* WORK TO DO *
1. Using the DevLake DORA metrics guide, answer these questions:
(a) What is the default time range in the dashboard filters?
(b) Which dashboard shows all four metrics in one view?
(c) Which performance level means deploying between once per week and once per month?
2. Carry on writing the DevLake DORA metrics guide, starting right after its last sentence.

* PAGE EXCERPT *
__________________________________________________

View DORA Metrics in DevLake
Goal
Access and analyze DORA (DevOps Research and Assessment) metrics for your team to measure deployment frequency, lead time for changes, change failure rate, and mean time to recovery.
Prerequisites
Before you begin, ensure you have:
- [ ] DevLake deployed and configured (see DORA Metrics Implementation)
- [ ] Your project connected to DevLake data sources (Git, Jenkins, ArgoCD)
- [ ] Access to Grafana UI (
https://grafana.127.0.0.1.nip.io) - [ ] At least 7 days of deployment data for meaningful metrics
Steps
1. Access Grafana Dashboards
Open Grafana
Navigate to Grafana:
# Get Grafana URL
echo "https://grafana.127.0.0.1.nip.io"
# Get admin password (if needed)
kubectl -n monitoring get secret grafana-admin \
-o jsonpath="{.data.admin-password}" | base64 -d
Log in with your credentials.
2. Locate DORA Metrics Dashboard
Navigate to DORA Dashboard
- In Grafana, click Dashboards (four squares icon) in the left sidebar
- Search for "DORA Metrics" or "DevLake"
- Click on the "DORA Metrics Overview" dashboard
Common DORA dashboards:
- DORA Metrics Overview: All four metrics in one view
- Deployment Frequency: Detailed deployment trends
- Lead Time Analysis: Commit to deployment timeline
- Change Failure Rate: Failed vs. successful deployments
- MTTR Dashboard: Incident response times
3. Select Your Team/Project
Filter by Team
Most DORA dashboards include filters at the top:
- Team/Project Dropdown: Select your team or project
- Time Range: Choose the period to analyze (default: Last 90 days)
- Environment: Filter by dev/staging/production
Example filters:
Team: Payment Squad
Project: payment-service
Environment: production
Time Range: Last 90 days
4. Analyze the Four DORA Metrics
Metric 1: Deployment Frequency
What it measures: How often your team deploys code to production.
Dashboard panels:
- Deployments per Day/Week: Bar chart showing deployment count over time
- Deployment Trend: Line graph showing frequency trend
- Team Comparison: Compare your team's frequency to organization average
Interpretation:
| Performance Level | Deployment Frequency |
|---|---|
| Elite | Multiple deploys per day |
| High | Between once per day and once per week |
| Medium | Between once per week and once per month |
| Low | Fewer than once per month |
Example view:
┌─────────────────────────────────────────────────────┐
│ Deployment Frequency │
│ │
│ This Week: 23 deployments (3.3 per day) │
│ Last Week: 19 deployments (2.7 per day) │
│ │
│ Performance Level: Elite ⭐ │
│ │
│ [Bar Chart: Deployments by Day] │
│ Mon Tue Wed Thu Fri Sat Sun │
│ ▓▓ ▓▓▓ ▓▓▓ ▓▓ ▓▓ ▓ ▓ │
│ 4 5 5 4 4 1 0 │
└─────────────────────────────────────────────────────┘
Metric 2: Lead Time for Changes
What it measures: Time from code commit to production deployment.

__________________________________________________

* INFORMATION GIVEN *
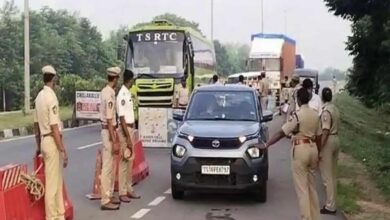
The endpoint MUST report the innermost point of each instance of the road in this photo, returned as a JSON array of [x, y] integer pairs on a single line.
[[156, 202]]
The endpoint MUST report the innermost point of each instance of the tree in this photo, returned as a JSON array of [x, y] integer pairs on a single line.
[[11, 56], [370, 45]]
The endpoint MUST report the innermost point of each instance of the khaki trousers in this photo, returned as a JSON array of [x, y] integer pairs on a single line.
[[107, 176], [304, 162], [125, 175], [54, 200], [328, 168]]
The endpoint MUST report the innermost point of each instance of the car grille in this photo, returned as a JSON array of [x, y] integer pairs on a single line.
[[224, 143]]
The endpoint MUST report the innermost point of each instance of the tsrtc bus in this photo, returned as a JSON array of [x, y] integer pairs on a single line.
[[161, 54]]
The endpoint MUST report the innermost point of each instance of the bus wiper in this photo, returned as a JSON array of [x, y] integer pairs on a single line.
[[146, 75]]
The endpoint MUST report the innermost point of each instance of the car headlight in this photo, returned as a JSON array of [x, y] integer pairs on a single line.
[[255, 152], [190, 138], [179, 151]]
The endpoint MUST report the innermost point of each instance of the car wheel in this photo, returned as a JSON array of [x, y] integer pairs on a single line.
[[176, 193], [260, 195]]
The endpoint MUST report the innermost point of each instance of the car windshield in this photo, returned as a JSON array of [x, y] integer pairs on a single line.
[[227, 105]]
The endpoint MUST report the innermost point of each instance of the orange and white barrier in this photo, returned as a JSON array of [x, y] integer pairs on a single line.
[[15, 201]]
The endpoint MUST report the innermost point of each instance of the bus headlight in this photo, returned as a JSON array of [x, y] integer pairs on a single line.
[[179, 151]]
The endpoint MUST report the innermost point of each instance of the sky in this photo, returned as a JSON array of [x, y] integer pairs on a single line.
[[319, 34]]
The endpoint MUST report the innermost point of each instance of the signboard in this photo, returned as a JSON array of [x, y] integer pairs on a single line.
[[157, 36], [88, 105]]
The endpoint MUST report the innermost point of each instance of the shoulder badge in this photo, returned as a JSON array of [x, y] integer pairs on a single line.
[[55, 109]]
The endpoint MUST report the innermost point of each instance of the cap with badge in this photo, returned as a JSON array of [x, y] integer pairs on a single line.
[[295, 78], [49, 70], [113, 71]]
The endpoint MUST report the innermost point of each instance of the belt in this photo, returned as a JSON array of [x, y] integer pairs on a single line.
[[49, 134], [130, 125], [302, 141]]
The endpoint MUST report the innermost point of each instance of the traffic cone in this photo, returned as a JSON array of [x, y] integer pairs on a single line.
[[96, 183]]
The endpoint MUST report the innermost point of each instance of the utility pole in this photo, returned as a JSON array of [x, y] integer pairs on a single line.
[[262, 16], [26, 57], [212, 20]]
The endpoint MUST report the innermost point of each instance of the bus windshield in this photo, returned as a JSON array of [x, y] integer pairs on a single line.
[[156, 53], [269, 64]]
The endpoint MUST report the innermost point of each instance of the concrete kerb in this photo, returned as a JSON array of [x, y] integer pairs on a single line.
[[24, 131]]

__________________________________________________

* TASK RESULTS *
1.
(a) Last 90 days
(b) DORA Metrics Overview
(c) Medium

2.
Dashboard panels:
- Average Lead Time: Single stat showing mean lead time
- Lead Time Distribution: Histogram showing lead time spread
- Lead Time Trend: Line graph showing trend over time
- Lead Time by Stage: Breakdown by commit→build→test→deploy
Interpretation:
| Performance Level | Lead Time for Changes |
|---|---|
| Elite | Less than one hour |
| High | Between one day and one week |
| Medium | Between one week and one month |
| Low | More than one month |
Example view:
┌─────────────────────────────────────────────────────┐
│ Lead Time for Changes │
│ │
│ Average: 45 minutes │
│ P50 (Median): 32 minutes │
│ P95: 2 hours 15 minutes │
│ │
│ Performance Level: Elite ⭐ │
│ │
│ Breakdown by Stage: │
│ Commit → Build: 8 min ▓▓ │
│ Build → Test: 12 min ▓▓▓ │
│ Test → Deploy: 15 min ▓▓▓▓ │
│ Deploy → Verify: 10 min ▓▓▓ │
└─────────────────────────────────────────────────────┘
Metric 3: Change Failure Rate
What it measures: Percentage of deployments that result in failure requiring remediation.
Dashboard panels:
- Change Failure Rate %: Single stat showing failure percentage
- Failed vs. Successful Deployments: Pie chart
- Failure Trend: Line graph showing failure rate over time
- Top Failure Causes: Table of most common failure reasons
Interpretation:
| Performance Level | Change Failure Rate |
|---|---|
| Elite | 0-15% |
| High | 16-30% |
| Medium | 31-45% |
| Low | More than 45% |
Example view:
┌─────────────────────────────────────────────────────┐
│ Change Failure Rate │
│ │
│ Last 30 days: 8.5% │
│ │
│ Performance Level: Elite ⭐ │
│ │
│ Failed: 7 deployments ▓ │
│ Successful: 75 deployments ▓▓▓▓▓▓▓▓▓▓▓ │
│ │
│ Top Failure Causes: │
│ 1. Database migration error (3) │
│ 2. Configuration missing (2) │
│ 3. Image pull error (2) │
└─────────────────────────────────────────────────────┘
Metric 4: Mean Time to Recovery (MTTR)
What it measures: Time to restore service after a production incident.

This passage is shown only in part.